___ Supplied entries ___
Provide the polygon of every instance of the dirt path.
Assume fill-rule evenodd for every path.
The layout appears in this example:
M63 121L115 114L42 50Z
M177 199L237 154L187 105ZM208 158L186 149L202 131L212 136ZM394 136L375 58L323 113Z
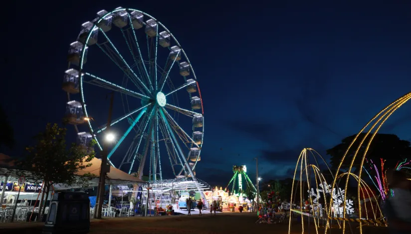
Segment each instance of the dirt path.
M90 234L124 234L128 233L154 234L288 234L288 223L276 225L255 224L255 213L223 213L210 215L152 217L130 217L93 220ZM296 223L292 234L301 233L301 226ZM36 234L41 233L42 224L0 224L0 233ZM309 233L316 234L311 226ZM13 228L13 229L10 229ZM386 234L387 230L382 228L367 228L363 234ZM305 231L308 231L305 228ZM328 233L328 232L327 232ZM359 233L359 232L358 232ZM308 233L306 232L306 233ZM319 230L319 234L323 234ZM333 229L332 234L341 233L341 230Z

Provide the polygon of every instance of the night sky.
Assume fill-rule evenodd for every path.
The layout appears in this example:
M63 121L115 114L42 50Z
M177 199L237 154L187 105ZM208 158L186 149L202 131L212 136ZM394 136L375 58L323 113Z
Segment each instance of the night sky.
M325 155L411 91L411 3L285 1L71 0L57 5L19 1L3 21L8 43L3 45L0 92L17 143L2 151L18 156L47 122L61 122L69 44L97 11L122 6L164 24L193 65L205 117L198 177L224 186L232 165L246 164L252 178L255 156L263 180L292 176L303 148ZM127 50L124 41L117 44ZM90 63L98 62L90 52ZM94 73L114 76L112 68L102 67ZM99 124L107 119L106 94L88 94L98 103L93 108ZM410 105L381 132L411 140ZM115 110L114 115L121 111ZM164 161L163 168L169 167L168 159Z

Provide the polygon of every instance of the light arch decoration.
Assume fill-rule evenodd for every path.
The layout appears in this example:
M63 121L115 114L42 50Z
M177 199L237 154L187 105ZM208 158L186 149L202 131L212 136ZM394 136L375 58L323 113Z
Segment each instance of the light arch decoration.
M363 144L364 143L366 139L367 139L367 137L370 134L371 134L371 136L370 137L370 140L368 142L368 144L365 148L365 150L364 151L364 154L362 155L361 163L359 168L359 172L358 174L358 177L361 178L361 176L362 175L363 173L363 165L364 161L365 160L366 157L367 156L367 153L368 152L368 150L370 148L370 146L371 145L371 143L374 140L374 137L375 135L378 133L378 131L380 130L380 129L381 127L384 125L384 123L396 111L397 111L398 108L399 108L403 104L406 103L407 101L408 101L410 99L411 99L411 92L409 92L408 93L404 95L404 96L402 96L401 97L397 99L394 102L392 102L391 104L387 106L382 110L380 111L374 117L373 117L367 123L367 124L364 126L364 127L360 131L358 134L356 136L355 138L353 140L353 141L350 144L350 146L348 147L348 148L345 152L344 156L343 156L343 158L341 159L341 161L340 162L340 164L338 165L338 168L336 172L335 177L334 177L334 181L332 184L332 188L334 188L336 186L336 183L337 182L337 178L339 177L339 172L340 171L340 168L341 168L341 166L343 165L343 163L345 162L346 163L345 161L345 158L347 155L348 154L350 150L351 149L351 147L354 145L354 143L356 142L357 140L359 140L358 138L361 135L361 134L364 133L364 136L363 139L361 140L361 141L360 143L360 144L358 146L357 150L355 151L355 153L353 156L353 159L351 160L351 162L350 163L350 166L349 167L347 173L350 174L353 174L352 173L352 171L353 169L353 164L354 162L355 161L355 159L358 156L359 154L359 152L360 151L360 149L363 146ZM371 126L371 127L369 127L369 126ZM373 132L374 131L374 132ZM344 195L346 195L347 194L347 189L348 187L348 181L350 176L347 176L346 179L346 183L345 183L345 189L344 191ZM358 196L358 202L359 203L358 207L359 207L359 219L361 219L361 204L360 204L360 191L361 188L361 180L358 180L358 189L357 189L357 196ZM332 199L330 199L330 204L332 204L333 202ZM345 203L345 201L344 201ZM344 204L345 205L345 204ZM330 209L330 208L329 208ZM344 206L344 211L345 211L345 206ZM345 218L345 213L344 212L344 218ZM346 222L343 221L343 229L342 229L342 233L345 233L345 226L346 226ZM326 227L325 233L327 233L327 231L328 229L328 226ZM363 229L362 226L360 226L360 233L362 234L363 232Z

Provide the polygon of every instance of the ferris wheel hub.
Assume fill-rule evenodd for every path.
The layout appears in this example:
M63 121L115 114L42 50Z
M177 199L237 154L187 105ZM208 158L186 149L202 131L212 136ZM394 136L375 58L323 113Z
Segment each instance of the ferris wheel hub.
M161 92L157 93L157 95L156 96L156 100L157 101L157 103L158 103L159 105L162 107L165 106L167 103L166 95Z

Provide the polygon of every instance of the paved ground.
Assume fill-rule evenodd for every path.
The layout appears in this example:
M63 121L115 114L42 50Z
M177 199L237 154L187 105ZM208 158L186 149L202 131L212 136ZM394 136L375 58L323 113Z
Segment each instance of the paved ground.
M90 234L288 234L288 223L276 225L255 224L257 220L255 213L224 213L215 216L208 214L202 216L182 215L107 218L102 220L92 220ZM301 224L298 224L294 223L292 229L293 234L301 233ZM41 223L0 224L0 233L40 234L42 226ZM305 231L308 231L307 228L304 229ZM313 228L312 224L311 228ZM310 229L309 233L307 232L306 233L316 234L315 229ZM359 230L354 229L354 233L359 234ZM363 234L388 233L388 230L385 228L371 227L363 231ZM341 233L341 229L333 229L331 234ZM320 234L323 233L323 230L319 231Z

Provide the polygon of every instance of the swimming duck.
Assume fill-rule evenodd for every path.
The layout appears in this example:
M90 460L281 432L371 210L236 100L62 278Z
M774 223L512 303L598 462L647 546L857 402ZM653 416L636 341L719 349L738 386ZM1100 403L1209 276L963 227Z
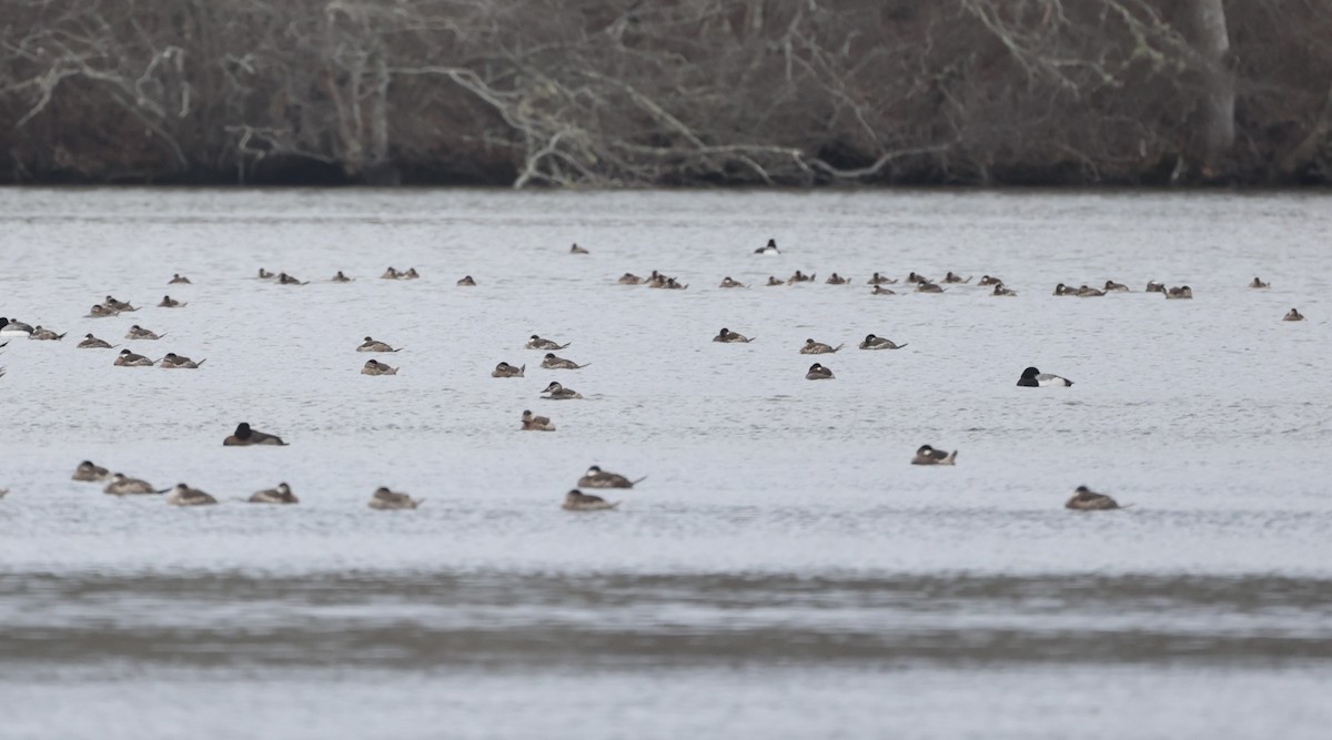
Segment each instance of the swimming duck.
M1078 511L1106 511L1110 508L1119 508L1119 503L1106 494L1092 491L1087 486L1078 486L1078 490L1074 491L1074 498L1064 503L1064 508L1076 508Z
M718 331L715 337L713 337L713 341L714 342L726 342L726 343L741 343L741 345L743 345L743 343L751 342L753 339L750 339L749 337L746 337L743 334L737 334L735 331L731 331L730 329L722 327L722 330Z
M416 508L425 503L425 499L417 500L406 494L396 494L384 486L374 490L374 495L370 496L370 508Z
M522 413L523 431L555 431L555 425L546 417L535 417L531 411Z
M810 371L805 374L805 379L806 381L831 381L832 379L832 371L829 370L827 367L823 367L818 362L815 362L814 365L810 365Z
M111 476L111 483L101 490L104 494L111 494L113 496L136 496L140 494L165 494L166 488L157 490L153 488L147 480L140 480L137 478L128 478L123 472L117 472Z
M582 398L582 395L574 389L566 389L565 386L554 381L550 381L550 385L546 386L546 390L541 393L549 393L550 395L545 397L549 401L569 401L573 398Z
M127 339L161 339L163 337L165 337L165 334L156 334L143 326L139 326L137 323L131 326L129 331L125 333Z
M109 350L112 346L105 339L99 339L92 334L84 334L84 341L79 342L81 350Z
M276 434L266 434L256 429L250 429L249 422L236 425L236 433L226 439L222 439L222 447L249 447L250 445L272 445L274 447L285 447L286 442L282 442L282 438Z
M166 503L170 506L208 506L217 503L217 499L200 491L198 488L190 488L184 483L176 483L176 487L166 494Z
M116 366L119 367L151 367L153 365L157 365L156 359L148 359L129 350L120 350L120 354L116 355Z
M545 367L546 370L578 370L582 367L587 367L587 365L591 363L589 362L586 365L578 365L571 359L555 357L555 353L553 351L547 351L546 357L541 361L541 366Z
M814 339L805 339L805 346L801 347L801 354L832 354L846 345L830 346L823 342L815 342Z
M900 350L904 346L906 345L895 345L891 339L875 337L874 334L866 334L864 341L860 342L862 350Z
M166 369L173 369L174 367L174 369L181 369L181 370L197 370L205 362L208 362L208 359L200 359L198 362L194 362L193 359L190 359L188 357L178 355L178 354L176 354L173 351L169 351L169 353L166 353L166 357L164 357L161 359L160 367L166 367Z
M565 503L559 504L559 508L565 511L599 511L606 508L615 508L619 502L609 502L598 495L585 494L578 488L574 488L565 494Z
M916 457L911 459L911 464L952 464L958 459L958 451L944 453L943 450L935 450L928 445L922 445L916 450Z
M249 498L250 503L301 503L286 483L278 483L276 488L260 491Z
M398 367L389 367L378 359L368 359L365 365L361 366L362 375L397 375Z
M92 461L84 461L79 463L75 468L75 474L69 476L71 480L85 480L92 483L95 480L105 480L111 475L111 471L100 464L93 464Z
M523 346L527 347L529 350L562 350L567 347L570 343L573 342L565 342L563 345L561 345L559 342L542 339L541 337L533 334L531 337L527 338L527 343Z
M373 339L370 337L366 337L365 341L361 342L361 346L356 347L356 351L398 351L401 349L402 347L398 347L396 350L396 349L390 347L389 345L386 345L384 342L380 342L378 339Z
M1051 375L1050 373L1042 373L1035 367L1028 367L1022 371L1022 377L1018 378L1018 385L1024 389L1034 387L1048 387L1048 386L1071 386L1072 381L1068 378L1060 378L1059 375Z
M587 468L587 472L578 479L579 488L633 488L635 484L647 480L643 475L638 480L630 480L618 472L609 472L597 466Z

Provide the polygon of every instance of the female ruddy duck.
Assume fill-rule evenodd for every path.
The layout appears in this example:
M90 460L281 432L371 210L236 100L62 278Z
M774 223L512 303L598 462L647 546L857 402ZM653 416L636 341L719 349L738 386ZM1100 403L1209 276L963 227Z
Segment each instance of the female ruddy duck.
M559 508L565 511L602 511L617 506L619 506L618 500L609 502L598 495L585 494L574 488L565 494L565 503L559 504Z
M366 337L365 341L361 342L361 346L356 347L356 351L398 351L401 349L402 347L398 347L396 350L396 349L390 347L389 345L386 345L384 342L380 342L378 339Z
M609 472L597 466L587 468L587 472L578 479L578 487L581 488L633 488L637 483L647 480L643 475L638 480L630 480L618 472Z
M278 483L276 488L260 491L249 498L250 503L301 503L286 483Z
M555 425L546 417L535 417L531 411L522 413L523 431L555 431Z
M413 499L406 494L396 494L384 486L374 490L374 495L370 496L370 508L416 508L425 503L425 499Z
M582 398L582 395L574 389L566 389L565 386L554 381L550 381L550 385L546 386L546 390L541 393L549 393L550 395L545 397L549 401L569 401L573 398Z
M209 506L217 503L217 499L200 491L198 488L190 488L184 483L176 483L176 487L166 494L166 503L172 506Z
M827 367L823 367L818 362L815 362L814 365L810 365L810 371L805 374L805 379L806 381L831 381L832 379L832 371L829 370Z
M943 450L935 450L928 445L922 445L916 450L916 457L911 459L911 464L954 464L958 459L958 451L944 453Z
M823 342L815 342L814 339L805 339L805 346L801 347L801 354L832 354L843 346L846 345L843 343L834 347L825 345Z
M272 445L276 447L285 447L286 442L282 442L282 438L276 434L265 434L250 429L249 422L236 425L236 434L222 439L222 447L248 447L250 445Z
M545 367L546 370L578 370L581 367L587 367L587 365L591 363L589 362L586 365L578 365L571 359L555 357L555 353L553 351L547 351L546 357L541 361L541 366Z
M386 363L378 359L368 359L365 365L361 366L362 375L397 375L397 367L389 367Z
M864 341L860 342L862 350L900 350L904 346L906 345L895 345L891 339L875 337L874 334L866 334Z
M1060 378L1059 375L1042 373L1035 367L1028 367L1023 370L1022 377L1018 378L1018 386L1024 389L1050 387L1050 386L1067 387L1071 385L1074 385L1074 382L1070 381L1068 378Z
M750 339L749 337L746 337L743 334L737 334L735 331L731 331L730 329L722 327L722 330L718 331L715 337L713 337L713 341L714 342L726 342L726 343L741 343L741 345L743 345L743 343L751 342L753 339Z
M1064 508L1075 508L1078 511L1106 511L1119 508L1119 503L1106 494L1092 491L1087 486L1078 486L1078 490L1074 491L1074 498L1064 503Z

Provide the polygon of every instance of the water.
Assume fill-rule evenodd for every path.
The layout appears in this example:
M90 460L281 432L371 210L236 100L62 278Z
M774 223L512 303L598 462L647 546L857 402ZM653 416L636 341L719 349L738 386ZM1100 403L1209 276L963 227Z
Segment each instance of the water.
M11 189L0 220L0 314L71 333L0 350L0 736L1332 721L1325 197ZM653 269L690 289L614 283ZM795 269L819 283L761 286ZM874 270L1019 295L872 297ZM1050 294L1108 278L1135 293ZM108 293L145 307L81 318ZM75 349L131 323L206 365ZM541 370L533 333L591 365ZM366 334L400 375L360 375ZM805 381L815 359L836 379ZM1018 389L1027 365L1076 385ZM587 398L539 399L551 379ZM517 431L523 409L559 430ZM221 447L240 421L292 445ZM958 466L907 464L922 443ZM105 496L69 480L85 458L224 504ZM591 463L649 478L561 511ZM300 506L238 503L278 480ZM426 503L372 511L381 484ZM1078 484L1134 507L1063 510Z

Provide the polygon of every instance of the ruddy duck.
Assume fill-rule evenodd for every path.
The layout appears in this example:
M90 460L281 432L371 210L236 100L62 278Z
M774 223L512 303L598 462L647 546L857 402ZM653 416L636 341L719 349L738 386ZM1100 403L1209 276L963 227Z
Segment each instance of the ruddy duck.
M176 483L176 487L166 495L166 503L170 506L209 506L217 503L217 499L204 491L200 491L198 488L190 488L184 483Z
M365 365L361 366L362 375L397 375L397 367L389 367L386 363L378 359L368 359Z
M895 345L891 339L875 337L874 334L866 334L864 341L860 342L862 350L900 350L904 346L906 345Z
M1110 508L1119 508L1119 503L1106 494L1092 491L1087 486L1078 486L1078 490L1074 491L1074 498L1064 503L1064 508L1076 508L1078 511L1106 511Z
M1050 373L1042 373L1035 367L1028 367L1022 371L1022 377L1018 378L1018 385L1024 389L1034 387L1048 387L1048 386L1071 386L1072 381L1068 378L1060 378L1059 375L1051 375Z
M531 411L522 413L522 430L523 431L555 431L555 425L550 423L546 417L533 415Z
M846 345L830 346L823 342L815 342L814 339L805 339L805 346L801 347L801 354L832 354Z
M370 496L370 508L416 508L425 503L425 499L413 499L406 494L396 494L384 486L374 490Z
M578 488L574 488L565 494L565 503L559 506L565 511L599 511L606 508L615 508L619 502L609 502L598 495L585 494Z
M810 365L810 371L805 374L805 379L806 381L831 381L832 379L832 371L829 370L827 367L823 367L818 362L815 362L814 365Z
M265 434L250 429L249 422L236 425L236 434L222 439L222 447L249 447L250 445L272 445L274 447L285 447L286 442L282 442L282 438L276 434Z
M607 472L597 466L587 468L587 472L578 479L578 487L581 488L633 488L635 484L647 480L647 476L642 476L638 480L630 480L618 472Z
M911 459L911 464L952 464L958 459L958 451L944 453L943 450L935 450L928 445L922 445L916 450L916 457Z
M301 503L286 483L278 483L276 488L260 491L249 498L250 503Z
M571 398L582 398L582 395L574 389L566 389L565 386L554 381L550 381L550 385L546 386L546 390L541 393L549 393L550 395L545 397L549 401L567 401Z

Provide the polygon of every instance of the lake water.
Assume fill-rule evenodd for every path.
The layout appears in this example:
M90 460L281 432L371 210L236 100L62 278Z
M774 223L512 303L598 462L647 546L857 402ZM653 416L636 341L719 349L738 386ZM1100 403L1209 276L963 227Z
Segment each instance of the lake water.
M3 189L0 221L0 315L69 331L0 350L0 737L1332 724L1325 196ZM689 290L615 283L653 269ZM1134 291L1051 295L1106 279ZM143 309L83 318L108 293ZM208 362L113 367L89 331ZM534 333L590 366L541 370ZM241 421L290 446L224 449ZM83 459L222 504L103 495ZM561 511L593 463L647 480ZM240 503L280 480L300 506ZM1064 510L1079 484L1132 508ZM426 503L372 511L378 486Z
___
• [Your objective]: Count the lines in the data above that contain the string "arch", and reply with the number alone.

• [The reply]: 2